▶ _Provided data_
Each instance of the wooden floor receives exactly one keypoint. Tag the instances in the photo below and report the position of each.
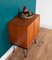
(42, 50)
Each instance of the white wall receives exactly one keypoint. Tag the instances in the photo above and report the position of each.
(44, 8)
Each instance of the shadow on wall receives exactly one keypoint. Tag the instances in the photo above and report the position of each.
(5, 41)
(8, 10)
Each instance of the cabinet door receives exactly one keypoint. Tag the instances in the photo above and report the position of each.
(36, 26)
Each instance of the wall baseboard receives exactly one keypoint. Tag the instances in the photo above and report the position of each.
(46, 26)
(7, 53)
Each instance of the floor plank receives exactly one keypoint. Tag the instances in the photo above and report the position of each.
(40, 51)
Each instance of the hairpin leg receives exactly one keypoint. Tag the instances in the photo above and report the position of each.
(25, 52)
(35, 40)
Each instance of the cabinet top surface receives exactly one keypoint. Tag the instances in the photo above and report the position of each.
(23, 22)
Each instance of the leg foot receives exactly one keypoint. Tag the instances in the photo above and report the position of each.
(13, 49)
(35, 41)
(25, 52)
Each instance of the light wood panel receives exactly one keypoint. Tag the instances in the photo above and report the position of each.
(40, 51)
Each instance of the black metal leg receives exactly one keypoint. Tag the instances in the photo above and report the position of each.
(25, 52)
(35, 40)
(13, 48)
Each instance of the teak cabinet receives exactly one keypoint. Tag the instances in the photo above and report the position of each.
(23, 31)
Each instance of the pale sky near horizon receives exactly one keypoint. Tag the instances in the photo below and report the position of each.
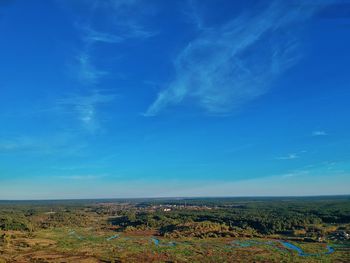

▶ _Problem details_
Rewrite all of the data above as a numbered list with one entry per line, omitting blank lines and leaving out the pictures.

▶ _Response_
1. Each instance of the wooden floor receives exactly one keypoint. Tag the instances in the photo below and report the position of each.
2. (42, 50)
3. Each instance of the white wall receives exactly one keypoint. Tag the instances in the photo above and report the position of each.
4. (44, 8)
5. Each instance of the shadow on wall receives exactly one keypoint. Tag the instances in the photo above and report the position of each.
6. (5, 41)
7. (8, 10)
8. Each instance of the cabinet door receives exactly one keypoint. Tag the instances in the photo above and report the position of each.
9. (36, 26)
10. Each instance of the wall baseboard receives exactly one keypoint. Tag the instances in the photo above and report the position of each.
11. (46, 26)
12. (7, 53)
13. Each instance of the floor plank receives exactly one keypoint. Tag the instances in the photo above and report the position of each.
14. (40, 51)
15. Each instance of the hairpin leg receives exactly one keypoint. Tag the instances in the photo above and report the position of each.
16. (25, 52)
17. (35, 40)
18. Each instance of the cabinet top surface receives exactly one keypoint. Tag the instances in the photo above and report the position of each.
19. (23, 22)
20. Each instance of the leg foot receives exactly one keypoint. Tag the instances in the photo above and report the position of each.
21. (13, 49)
22. (35, 41)
23. (25, 52)
24. Each instance of the light wood panel receives exactly one keypoint. Tag the instances in the photo above and report the position of each.
25. (40, 51)
26. Each instance of the black metal leg receives exactly one keypoint. Tag the instances in the photo above and report the position of each.
27. (25, 52)
28. (35, 40)
29. (13, 48)
30. Each instance of the teak cabinet receives exactly one keypoint. Tag the instances in the photo above and report the position of each.
31. (23, 31)
32. Each instance of the pale sky near horizon receives exactly one keypoint. Tag the instances in the photo below and report the position of each.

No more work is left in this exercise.